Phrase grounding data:
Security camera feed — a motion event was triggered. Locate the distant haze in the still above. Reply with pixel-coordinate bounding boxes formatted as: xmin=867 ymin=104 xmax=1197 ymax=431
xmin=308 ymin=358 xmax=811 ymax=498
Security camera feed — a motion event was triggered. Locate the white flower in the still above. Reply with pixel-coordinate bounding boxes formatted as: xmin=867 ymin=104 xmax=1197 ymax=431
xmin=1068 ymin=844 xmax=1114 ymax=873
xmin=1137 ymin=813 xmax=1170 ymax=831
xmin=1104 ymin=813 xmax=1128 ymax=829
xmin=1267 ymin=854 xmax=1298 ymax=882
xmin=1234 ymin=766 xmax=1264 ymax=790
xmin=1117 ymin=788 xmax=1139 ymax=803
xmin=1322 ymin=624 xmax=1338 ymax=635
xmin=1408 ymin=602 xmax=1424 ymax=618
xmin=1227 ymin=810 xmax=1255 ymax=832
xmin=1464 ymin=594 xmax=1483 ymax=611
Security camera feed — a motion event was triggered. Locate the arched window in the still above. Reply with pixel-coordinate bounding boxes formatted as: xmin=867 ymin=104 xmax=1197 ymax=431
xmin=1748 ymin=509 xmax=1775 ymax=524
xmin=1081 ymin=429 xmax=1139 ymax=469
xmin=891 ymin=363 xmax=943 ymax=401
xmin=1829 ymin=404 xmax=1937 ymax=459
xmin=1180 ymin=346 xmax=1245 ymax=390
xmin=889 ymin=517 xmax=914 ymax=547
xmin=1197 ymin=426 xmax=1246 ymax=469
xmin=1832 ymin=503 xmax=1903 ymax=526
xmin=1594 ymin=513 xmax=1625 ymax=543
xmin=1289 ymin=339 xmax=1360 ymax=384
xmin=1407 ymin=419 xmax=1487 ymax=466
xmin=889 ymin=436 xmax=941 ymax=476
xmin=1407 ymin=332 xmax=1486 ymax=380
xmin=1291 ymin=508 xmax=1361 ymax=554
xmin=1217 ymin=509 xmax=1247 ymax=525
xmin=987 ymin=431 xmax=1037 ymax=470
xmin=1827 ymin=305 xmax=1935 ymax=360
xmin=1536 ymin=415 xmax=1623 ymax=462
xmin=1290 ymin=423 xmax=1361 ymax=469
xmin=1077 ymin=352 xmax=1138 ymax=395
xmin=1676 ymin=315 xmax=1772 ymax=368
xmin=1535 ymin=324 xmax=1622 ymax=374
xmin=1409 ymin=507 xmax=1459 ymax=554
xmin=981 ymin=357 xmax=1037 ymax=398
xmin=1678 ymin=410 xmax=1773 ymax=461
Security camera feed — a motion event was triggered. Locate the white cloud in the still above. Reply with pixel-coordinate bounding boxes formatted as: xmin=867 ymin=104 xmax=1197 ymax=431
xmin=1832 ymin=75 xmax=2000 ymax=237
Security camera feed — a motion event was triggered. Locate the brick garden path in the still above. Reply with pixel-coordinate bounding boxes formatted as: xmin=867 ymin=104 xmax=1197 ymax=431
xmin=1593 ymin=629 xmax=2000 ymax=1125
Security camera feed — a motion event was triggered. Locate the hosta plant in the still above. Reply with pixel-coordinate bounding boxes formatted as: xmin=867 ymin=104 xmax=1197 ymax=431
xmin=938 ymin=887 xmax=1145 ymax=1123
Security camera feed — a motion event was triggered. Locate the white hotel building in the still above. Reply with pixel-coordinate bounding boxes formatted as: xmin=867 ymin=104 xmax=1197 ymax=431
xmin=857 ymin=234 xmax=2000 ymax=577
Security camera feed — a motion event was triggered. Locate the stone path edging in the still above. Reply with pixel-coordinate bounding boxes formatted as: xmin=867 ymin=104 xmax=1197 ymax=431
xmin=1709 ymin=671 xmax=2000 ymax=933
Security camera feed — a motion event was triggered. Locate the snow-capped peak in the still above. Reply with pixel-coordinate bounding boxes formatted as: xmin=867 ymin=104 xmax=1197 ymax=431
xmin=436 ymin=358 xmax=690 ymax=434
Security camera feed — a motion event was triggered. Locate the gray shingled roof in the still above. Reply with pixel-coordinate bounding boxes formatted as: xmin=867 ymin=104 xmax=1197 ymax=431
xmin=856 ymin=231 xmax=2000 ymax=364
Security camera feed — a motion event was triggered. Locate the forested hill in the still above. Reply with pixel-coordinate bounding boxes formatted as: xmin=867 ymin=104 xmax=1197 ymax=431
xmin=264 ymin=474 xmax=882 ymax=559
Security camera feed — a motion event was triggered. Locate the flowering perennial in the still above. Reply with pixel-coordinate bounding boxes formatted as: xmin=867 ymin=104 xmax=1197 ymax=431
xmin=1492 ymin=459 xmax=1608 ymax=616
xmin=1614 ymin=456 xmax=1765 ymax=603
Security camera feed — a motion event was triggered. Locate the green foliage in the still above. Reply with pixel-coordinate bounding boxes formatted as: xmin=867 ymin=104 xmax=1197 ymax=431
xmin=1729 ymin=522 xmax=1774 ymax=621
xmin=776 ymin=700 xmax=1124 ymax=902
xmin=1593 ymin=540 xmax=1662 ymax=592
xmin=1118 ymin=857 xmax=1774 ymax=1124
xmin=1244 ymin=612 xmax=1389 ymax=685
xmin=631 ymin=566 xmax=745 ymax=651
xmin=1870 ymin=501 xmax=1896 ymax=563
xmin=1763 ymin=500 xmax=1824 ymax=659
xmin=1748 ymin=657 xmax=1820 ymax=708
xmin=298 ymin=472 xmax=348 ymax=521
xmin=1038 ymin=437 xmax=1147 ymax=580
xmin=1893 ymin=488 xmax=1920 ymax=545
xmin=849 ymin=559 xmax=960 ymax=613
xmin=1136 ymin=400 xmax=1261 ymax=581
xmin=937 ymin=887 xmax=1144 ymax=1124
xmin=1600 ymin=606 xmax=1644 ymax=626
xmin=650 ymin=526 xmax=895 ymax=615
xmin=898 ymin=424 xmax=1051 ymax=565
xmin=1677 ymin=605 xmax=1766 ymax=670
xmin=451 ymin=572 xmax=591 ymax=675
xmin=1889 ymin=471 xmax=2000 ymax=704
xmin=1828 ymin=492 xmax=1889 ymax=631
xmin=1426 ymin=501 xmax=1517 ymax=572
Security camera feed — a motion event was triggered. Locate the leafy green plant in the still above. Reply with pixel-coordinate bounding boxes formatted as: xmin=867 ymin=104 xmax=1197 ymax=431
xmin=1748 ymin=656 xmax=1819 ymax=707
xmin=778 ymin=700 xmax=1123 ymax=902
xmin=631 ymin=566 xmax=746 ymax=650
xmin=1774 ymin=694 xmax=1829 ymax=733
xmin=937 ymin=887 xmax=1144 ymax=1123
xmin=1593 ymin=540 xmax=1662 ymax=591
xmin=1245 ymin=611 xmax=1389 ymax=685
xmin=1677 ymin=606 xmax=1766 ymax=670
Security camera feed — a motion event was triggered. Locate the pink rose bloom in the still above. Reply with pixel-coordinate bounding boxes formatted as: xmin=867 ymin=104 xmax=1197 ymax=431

> **Problem to work on**: Give exactly, and nothing besides, the lines from the one in which "Locate the leafy" occurs through the end of the records.

> **Reply**:
Security camera feed — a motion event was triggered. Locate the leafy green plant in the still above. Reply with pixel-coordinate bounding boxes formatted as: xmin=867 ymin=104 xmax=1197 ymax=431
xmin=1748 ymin=656 xmax=1819 ymax=707
xmin=778 ymin=700 xmax=1123 ymax=902
xmin=631 ymin=566 xmax=746 ymax=650
xmin=1774 ymin=694 xmax=1829 ymax=733
xmin=937 ymin=887 xmax=1144 ymax=1123
xmin=1593 ymin=540 xmax=1662 ymax=591
xmin=1245 ymin=611 xmax=1389 ymax=685
xmin=1677 ymin=606 xmax=1766 ymax=670
Security camera feed — a motion event was triggered. Locate the pink rose bloom in the still above. Reply with pixel-coordinate bounding boxes formatted as: xmin=867 ymin=104 xmax=1197 ymax=431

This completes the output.